Written instruction A
In the news article about Robert F. Kennedy Jr. refusing to back the eventual Democratic nominee, which NewsNation journalist asked him "You're not going to do that?"
Written instruction B
Go on with the news article about Robert F. Kennedy Jr. refusing to back the eventual Democratic nominee, starting after its last sentence.

Quoted passage
.....

RFK Jr says he will not back eventual Dem nominee: 'Of course I’m not going to do that'

Democrat presidential candidate Robert F. Kennedy Jr. announced that he would not be backing the eventual Democrat nominee for president and that he was all-in on his campaign.

Democrat presidential candidate Robert F. Kennedy Jr., said he would not be backing the eventual Democrat presidential nominee.

In a Wednesday interview, Kennedy said that he will not be backing whoever gets the Democratic nomination and that he is going full send on his campaign.

"Of course I’m not going to do that," Kennedy said in the interview.

YOUTUBE CENSORS ANOTHER RFK JR INTERVIEW; KENNEDY SAYS PLATFORM PROTECTING POLITICAL ESTABLISHMENT

"You’re not going to do that?" NewsNation’s Elizabeth Vargas asked.

"No, of course," Kennedy responded, telling the reporter he doesn’t know what he’ll do if Biden gets the blue party nomination again.

.....

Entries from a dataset
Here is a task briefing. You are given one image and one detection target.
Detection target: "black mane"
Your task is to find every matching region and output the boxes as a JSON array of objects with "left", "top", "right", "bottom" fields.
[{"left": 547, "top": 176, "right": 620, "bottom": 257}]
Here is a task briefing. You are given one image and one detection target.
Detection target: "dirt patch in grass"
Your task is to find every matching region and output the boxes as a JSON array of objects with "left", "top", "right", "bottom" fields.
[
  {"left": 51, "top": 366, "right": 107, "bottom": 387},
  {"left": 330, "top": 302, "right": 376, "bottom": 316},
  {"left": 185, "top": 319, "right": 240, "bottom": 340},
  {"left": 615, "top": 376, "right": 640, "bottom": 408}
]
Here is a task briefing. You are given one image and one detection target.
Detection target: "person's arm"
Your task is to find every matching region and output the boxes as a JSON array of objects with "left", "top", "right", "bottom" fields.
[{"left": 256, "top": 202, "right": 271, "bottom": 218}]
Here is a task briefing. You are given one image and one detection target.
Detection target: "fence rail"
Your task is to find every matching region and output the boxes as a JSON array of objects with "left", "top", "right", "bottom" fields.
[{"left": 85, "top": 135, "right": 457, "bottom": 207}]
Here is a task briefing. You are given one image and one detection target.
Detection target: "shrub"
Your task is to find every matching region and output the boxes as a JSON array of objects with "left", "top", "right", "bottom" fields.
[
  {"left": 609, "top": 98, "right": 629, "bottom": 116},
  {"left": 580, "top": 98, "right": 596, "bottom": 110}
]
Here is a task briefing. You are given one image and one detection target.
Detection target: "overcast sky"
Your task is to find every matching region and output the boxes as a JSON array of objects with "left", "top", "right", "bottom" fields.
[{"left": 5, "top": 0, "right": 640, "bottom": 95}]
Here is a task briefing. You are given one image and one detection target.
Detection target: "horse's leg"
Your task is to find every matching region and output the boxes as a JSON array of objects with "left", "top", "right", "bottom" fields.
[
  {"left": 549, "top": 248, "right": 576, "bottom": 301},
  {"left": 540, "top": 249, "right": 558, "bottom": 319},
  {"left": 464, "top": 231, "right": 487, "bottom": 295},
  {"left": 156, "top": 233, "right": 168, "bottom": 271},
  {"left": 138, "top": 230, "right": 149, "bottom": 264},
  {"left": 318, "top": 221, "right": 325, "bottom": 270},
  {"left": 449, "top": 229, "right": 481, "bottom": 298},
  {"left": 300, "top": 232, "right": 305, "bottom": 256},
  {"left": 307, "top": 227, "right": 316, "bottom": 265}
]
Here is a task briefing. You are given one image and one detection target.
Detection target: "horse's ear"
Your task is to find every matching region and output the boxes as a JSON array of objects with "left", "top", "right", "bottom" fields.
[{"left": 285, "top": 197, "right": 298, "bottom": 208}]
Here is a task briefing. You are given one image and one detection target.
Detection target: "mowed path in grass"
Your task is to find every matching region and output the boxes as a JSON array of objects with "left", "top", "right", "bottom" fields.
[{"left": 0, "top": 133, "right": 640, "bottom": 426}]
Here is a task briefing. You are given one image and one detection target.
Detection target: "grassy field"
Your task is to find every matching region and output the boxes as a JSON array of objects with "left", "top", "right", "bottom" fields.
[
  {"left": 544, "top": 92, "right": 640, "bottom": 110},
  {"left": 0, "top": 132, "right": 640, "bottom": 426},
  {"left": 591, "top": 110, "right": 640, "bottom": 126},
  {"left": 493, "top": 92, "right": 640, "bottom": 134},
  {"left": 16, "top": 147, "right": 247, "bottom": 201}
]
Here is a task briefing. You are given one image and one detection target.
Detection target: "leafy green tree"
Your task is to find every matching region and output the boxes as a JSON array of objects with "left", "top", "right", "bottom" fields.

.....

Exercise result A
Elizabeth Vargas

Exercise result B
"Let’s see what happens in this campaign," Kennedy said. "Let’s see, you know, if people are living up to Democratic values and having debates and having discussions."

"My plan is to win this election, and I don’t have a Plan B," Kennedy said when asked if he would back a Republican nominee or run as an independent candidate if he doesn’t get the Democrat nomination.

In the same interview, Kennedy said he’s running for president because he believes the Democratic Party "has lost its way" and that he wants his "party back."

"I’m not going to attack other people personally," he said. "What I’m trying to do in this race is bring people together."

"You won’t hear me saying bad things about President Biden," Kennedy said. "I’m not going to attack him as a man."

Kennedy Jr. announced online this week that another of his interviews has been removed from social media giant YouTube.

Kennedy said that his interview with former New York Post reporter Al Guart had been taken off the prominent video-sharing platform.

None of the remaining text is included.